_REQUIRED TASK 1_:
Answer these questions from the passage on AI-driven child exploitation:
(a) According to the FBI charge, how many AI-generated images did Steven Anderegg produce?
(b) On what date did the coalition of Attorneys General send its letter to Congress?
(c) What kind of new statutes did the letter ask lawmakers to pass?

_DOCUMENT SEGMENT_:
________________________________________
The Threat of AI-Driven Child Exploitation

This isn’t a hypothetical concern. AI tools can now generate hyper-realistic deepfakes, clone voices, and simulate sexual scenes with astonishing detail by studying real photographs of abused or unvictimized children to generate new images and videos of children who do not exist but who may resemble actual children.[7] While early fears focused on teens misusing AI to harass or humiliate classmates, the far graver threat is the adults—predators—who are using these tools to fabricate abusive images and videos involving children. Even where a platform’s license prohibits the creation of explicit or harmful content involving minors—including generation of synthetic CSAM—enforcement is extremely difficult.

In one harrowing example, a Wisconsin man, Steven Anderegg, was charged by the FBI with producing more than 13,000 AI-generated CSAM images using the Stable Diffusion platform, many of which were then distributed online.[8] This was not an isolated case.[9] Similar investigations are ongoing around the country. They underscore a disturbing truth: without legal intervention, generative AI will become a powerful enabler of abuse.

The Attorneys General Letter

On September 5, 2023, a bipartisan coalition of 54 Attorneys General from U.S. states and territories sent a powerful letter to Congress urging the regulation of AI-generated CSAM. They warned that generative AI enables child sexual abuse content to be created “rapidly” and often in “an unrestricted and unpoliced way,” opening “a new frontier for abuse” that makes it harder to prosecute those who exploit children.[10]

Their message was clear: voluntary content moderation isn’t enough, and existing enforcement tools are ill-suited to address AI-driven harms. The letter called on lawmakers to pass new statutes criminalizing synthetic CSAM and to equip law enforcement with tools to investigate and prosecute offenders. It also emphasized that civil enforcement must evolve in tandem, allowing survivors to pursue justice in civil courts.

It’s rare to see the AGs of virtually every U.S. jurisdiction speak with one voice. Their call to action signaled a near-universal recognition that in the AI age, we need new laws and strategies to combat CSAM.
________________________________________
_RECORDS_:
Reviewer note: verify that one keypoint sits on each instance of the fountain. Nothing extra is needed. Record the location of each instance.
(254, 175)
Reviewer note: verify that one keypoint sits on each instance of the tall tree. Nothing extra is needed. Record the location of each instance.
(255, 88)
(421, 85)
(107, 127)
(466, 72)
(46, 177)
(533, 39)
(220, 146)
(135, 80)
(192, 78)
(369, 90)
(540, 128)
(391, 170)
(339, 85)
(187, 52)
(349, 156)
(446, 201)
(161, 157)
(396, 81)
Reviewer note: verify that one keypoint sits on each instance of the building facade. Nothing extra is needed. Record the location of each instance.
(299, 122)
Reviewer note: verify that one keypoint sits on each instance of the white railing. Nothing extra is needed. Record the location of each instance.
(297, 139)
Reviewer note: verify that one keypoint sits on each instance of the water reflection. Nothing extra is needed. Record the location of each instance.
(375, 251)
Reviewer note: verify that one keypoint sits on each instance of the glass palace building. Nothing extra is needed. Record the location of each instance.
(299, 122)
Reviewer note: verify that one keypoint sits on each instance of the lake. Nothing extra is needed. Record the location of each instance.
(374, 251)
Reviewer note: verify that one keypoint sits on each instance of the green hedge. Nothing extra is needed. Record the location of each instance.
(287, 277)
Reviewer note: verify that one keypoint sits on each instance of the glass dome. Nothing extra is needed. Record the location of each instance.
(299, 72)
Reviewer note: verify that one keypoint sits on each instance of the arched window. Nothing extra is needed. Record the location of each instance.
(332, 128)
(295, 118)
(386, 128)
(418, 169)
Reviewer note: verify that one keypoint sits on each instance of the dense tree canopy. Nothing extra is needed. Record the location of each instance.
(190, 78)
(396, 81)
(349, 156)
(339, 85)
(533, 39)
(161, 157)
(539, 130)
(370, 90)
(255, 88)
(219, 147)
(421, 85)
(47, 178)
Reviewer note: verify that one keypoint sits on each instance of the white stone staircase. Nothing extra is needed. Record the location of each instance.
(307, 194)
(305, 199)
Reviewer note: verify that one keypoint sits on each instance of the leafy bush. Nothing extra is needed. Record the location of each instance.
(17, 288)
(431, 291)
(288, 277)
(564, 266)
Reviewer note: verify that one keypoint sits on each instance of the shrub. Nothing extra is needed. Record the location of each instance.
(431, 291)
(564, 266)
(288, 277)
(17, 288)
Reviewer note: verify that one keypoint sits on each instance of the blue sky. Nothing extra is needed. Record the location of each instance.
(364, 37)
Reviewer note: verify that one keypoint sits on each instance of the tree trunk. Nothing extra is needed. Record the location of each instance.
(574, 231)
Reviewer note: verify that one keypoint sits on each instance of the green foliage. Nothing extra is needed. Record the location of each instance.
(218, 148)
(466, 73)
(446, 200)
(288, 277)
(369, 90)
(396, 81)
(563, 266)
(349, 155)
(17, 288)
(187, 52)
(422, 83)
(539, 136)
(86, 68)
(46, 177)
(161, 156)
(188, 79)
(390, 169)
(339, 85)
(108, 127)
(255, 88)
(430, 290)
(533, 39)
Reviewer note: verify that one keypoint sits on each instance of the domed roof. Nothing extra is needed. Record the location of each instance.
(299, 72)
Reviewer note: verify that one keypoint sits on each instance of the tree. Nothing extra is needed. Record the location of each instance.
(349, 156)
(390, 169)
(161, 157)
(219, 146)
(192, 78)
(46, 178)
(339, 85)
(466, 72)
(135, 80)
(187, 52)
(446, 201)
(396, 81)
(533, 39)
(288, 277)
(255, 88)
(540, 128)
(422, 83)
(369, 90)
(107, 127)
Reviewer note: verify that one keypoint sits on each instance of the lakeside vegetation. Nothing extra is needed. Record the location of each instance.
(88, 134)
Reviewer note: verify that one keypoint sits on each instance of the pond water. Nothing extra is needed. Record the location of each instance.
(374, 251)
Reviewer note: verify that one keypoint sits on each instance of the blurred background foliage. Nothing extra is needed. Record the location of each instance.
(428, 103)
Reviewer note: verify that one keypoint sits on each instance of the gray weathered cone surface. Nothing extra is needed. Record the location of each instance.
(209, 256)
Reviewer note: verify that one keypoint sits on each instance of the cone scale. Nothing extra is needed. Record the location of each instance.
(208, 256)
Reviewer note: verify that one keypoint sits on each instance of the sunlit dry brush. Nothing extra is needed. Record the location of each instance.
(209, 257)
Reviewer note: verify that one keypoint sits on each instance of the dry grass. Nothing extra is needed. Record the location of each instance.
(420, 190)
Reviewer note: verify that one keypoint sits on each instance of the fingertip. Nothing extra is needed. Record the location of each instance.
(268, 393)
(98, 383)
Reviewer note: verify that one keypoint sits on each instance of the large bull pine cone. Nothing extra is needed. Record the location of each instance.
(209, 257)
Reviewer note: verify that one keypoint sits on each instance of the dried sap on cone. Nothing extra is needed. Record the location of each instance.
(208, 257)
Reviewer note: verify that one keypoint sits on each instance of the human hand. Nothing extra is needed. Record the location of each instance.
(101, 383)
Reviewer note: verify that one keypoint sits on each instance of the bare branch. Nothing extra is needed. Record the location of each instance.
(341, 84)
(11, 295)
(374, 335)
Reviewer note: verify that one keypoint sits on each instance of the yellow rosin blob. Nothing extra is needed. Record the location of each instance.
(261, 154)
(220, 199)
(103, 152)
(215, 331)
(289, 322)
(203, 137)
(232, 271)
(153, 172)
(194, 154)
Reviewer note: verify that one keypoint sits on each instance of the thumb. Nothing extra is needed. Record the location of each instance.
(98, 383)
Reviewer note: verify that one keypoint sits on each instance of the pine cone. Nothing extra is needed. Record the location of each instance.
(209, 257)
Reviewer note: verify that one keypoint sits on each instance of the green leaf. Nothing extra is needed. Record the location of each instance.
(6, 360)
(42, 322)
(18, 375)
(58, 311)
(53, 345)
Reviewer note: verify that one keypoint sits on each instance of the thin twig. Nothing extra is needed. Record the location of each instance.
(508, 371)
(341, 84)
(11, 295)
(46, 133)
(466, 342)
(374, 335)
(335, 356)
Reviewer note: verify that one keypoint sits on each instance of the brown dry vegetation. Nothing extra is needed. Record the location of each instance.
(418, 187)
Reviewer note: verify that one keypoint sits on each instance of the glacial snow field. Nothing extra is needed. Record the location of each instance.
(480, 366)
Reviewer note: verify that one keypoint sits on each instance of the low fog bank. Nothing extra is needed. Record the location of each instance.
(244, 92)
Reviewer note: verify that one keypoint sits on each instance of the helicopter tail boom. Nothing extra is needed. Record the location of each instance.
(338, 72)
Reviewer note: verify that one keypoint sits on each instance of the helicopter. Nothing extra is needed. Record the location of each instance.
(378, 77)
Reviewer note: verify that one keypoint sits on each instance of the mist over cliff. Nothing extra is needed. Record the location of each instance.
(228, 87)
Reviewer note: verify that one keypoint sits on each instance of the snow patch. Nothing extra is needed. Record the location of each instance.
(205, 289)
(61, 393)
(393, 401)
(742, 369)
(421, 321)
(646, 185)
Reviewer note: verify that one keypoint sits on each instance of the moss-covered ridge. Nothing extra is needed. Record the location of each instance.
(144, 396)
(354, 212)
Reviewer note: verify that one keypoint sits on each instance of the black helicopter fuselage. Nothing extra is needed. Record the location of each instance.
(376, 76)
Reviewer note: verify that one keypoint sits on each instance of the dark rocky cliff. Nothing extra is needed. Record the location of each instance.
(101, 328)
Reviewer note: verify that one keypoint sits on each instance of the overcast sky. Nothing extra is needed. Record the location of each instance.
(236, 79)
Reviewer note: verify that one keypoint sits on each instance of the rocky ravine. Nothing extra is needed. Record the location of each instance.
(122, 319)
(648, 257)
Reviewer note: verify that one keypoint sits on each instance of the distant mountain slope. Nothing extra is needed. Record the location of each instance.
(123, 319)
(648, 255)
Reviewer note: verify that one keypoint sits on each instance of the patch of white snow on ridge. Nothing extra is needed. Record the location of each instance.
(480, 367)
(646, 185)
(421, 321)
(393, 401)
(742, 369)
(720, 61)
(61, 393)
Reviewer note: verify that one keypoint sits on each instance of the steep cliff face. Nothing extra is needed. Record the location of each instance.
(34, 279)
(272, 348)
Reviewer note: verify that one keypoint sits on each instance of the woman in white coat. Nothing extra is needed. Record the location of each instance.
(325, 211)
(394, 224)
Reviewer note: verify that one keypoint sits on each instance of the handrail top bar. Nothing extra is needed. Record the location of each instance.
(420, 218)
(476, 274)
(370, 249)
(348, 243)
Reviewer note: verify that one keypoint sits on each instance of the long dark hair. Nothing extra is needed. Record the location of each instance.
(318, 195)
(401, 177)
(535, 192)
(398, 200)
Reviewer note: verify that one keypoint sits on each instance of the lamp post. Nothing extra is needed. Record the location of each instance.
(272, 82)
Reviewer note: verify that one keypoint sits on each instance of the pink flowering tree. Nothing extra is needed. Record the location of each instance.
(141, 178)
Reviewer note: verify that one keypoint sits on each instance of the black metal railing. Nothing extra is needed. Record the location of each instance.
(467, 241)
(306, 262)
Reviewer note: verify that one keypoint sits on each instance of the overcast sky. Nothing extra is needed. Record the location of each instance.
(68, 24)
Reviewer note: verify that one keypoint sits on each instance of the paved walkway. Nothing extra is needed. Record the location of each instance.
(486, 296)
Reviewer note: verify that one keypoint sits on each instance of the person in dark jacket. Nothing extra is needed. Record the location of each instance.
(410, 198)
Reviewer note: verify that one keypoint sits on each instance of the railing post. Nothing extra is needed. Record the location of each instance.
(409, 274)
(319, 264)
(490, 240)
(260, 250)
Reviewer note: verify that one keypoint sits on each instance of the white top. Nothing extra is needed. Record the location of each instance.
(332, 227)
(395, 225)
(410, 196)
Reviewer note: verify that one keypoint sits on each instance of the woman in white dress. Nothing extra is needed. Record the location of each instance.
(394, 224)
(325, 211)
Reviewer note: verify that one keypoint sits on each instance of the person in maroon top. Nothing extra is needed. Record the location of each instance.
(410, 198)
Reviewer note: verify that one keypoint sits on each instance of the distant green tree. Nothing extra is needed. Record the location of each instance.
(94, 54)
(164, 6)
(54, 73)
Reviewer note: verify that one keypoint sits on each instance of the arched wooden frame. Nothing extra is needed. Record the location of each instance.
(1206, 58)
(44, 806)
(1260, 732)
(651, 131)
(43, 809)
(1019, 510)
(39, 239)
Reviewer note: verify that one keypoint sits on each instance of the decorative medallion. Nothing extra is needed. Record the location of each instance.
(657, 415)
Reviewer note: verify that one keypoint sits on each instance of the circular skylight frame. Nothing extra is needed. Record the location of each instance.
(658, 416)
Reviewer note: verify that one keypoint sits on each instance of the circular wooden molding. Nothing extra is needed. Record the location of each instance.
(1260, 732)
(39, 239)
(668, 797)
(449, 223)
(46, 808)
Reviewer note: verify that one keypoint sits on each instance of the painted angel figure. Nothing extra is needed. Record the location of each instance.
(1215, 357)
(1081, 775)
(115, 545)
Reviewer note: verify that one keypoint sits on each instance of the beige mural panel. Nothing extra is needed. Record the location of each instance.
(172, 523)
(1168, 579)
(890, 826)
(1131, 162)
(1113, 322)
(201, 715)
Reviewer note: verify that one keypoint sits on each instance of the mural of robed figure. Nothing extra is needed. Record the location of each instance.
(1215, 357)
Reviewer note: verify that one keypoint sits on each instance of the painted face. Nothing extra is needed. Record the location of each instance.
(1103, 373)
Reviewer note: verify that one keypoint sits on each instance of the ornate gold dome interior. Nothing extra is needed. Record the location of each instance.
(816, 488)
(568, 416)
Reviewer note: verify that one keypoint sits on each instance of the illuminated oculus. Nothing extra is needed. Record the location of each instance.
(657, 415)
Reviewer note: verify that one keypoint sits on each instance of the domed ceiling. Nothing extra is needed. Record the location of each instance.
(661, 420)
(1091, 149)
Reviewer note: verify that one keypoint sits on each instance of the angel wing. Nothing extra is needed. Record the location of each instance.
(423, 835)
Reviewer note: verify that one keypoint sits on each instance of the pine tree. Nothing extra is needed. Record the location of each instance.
________________________________________
_REQUIRED TASK 2_:
In the entries above, rename "keypoint" to "marker" in the lines that start with the line containing "the domed ceiling." and run through the last line of the entries. Keep everything else unchanged.

_SOLUTION 1_:
(a) More than 13,000.
(b) September 5, 2023.
(c) Statutes criminalizing synthetic CSAM.

_SOLUTION 2_:
Reviewer note: verify that one marker sits on each instance of the domed ceiling. Nothing extra is needed. Record the location of each instance.
(661, 420)
(1091, 149)
Reviewer note: verify that one marker sits on each instance of the angel wing. Nothing extra is needed. Record the location of each instance.
(423, 835)
Reviewer note: verify that one marker sits on each instance of the pine tree. Nothing extra is needed. Record the location of each instance.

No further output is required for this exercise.